#### PROBLEM STATEMENT
Retype exactly the lines from the one holding "Query: dark necktie" through the final line of the data, both included.

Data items
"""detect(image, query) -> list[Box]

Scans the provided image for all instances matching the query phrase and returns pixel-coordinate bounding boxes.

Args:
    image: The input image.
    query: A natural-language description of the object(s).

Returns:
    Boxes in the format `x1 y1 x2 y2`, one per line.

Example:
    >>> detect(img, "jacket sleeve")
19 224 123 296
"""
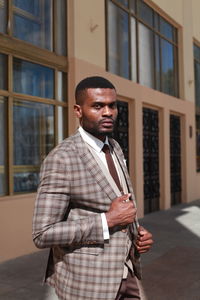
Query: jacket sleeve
32 151 104 249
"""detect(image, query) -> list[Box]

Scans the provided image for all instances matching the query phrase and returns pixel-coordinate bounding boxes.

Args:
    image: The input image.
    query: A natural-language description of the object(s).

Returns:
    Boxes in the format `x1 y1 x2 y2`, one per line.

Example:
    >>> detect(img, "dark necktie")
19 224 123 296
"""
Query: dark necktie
102 144 123 192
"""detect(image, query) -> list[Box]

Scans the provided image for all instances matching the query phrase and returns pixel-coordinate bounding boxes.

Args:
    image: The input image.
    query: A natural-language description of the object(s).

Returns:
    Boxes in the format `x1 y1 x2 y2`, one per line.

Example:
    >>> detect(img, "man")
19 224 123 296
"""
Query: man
32 76 153 300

#### SOLUTION FOR THIS TASK
Query: dark necktie
102 144 123 192
"""detect(image, query) -> list[Box]

Scans the provided image for all instances matching the query phrase and returns pixel-coordinate bounding boxes.

Args:
    image: The input image.
    query: A natural-language description of the object(s).

Returns:
    Boxes in the format `x1 y1 x2 y2`, one per line.

Example:
    >>> detect(img, "man")
19 224 123 296
"""
Query: man
32 76 153 300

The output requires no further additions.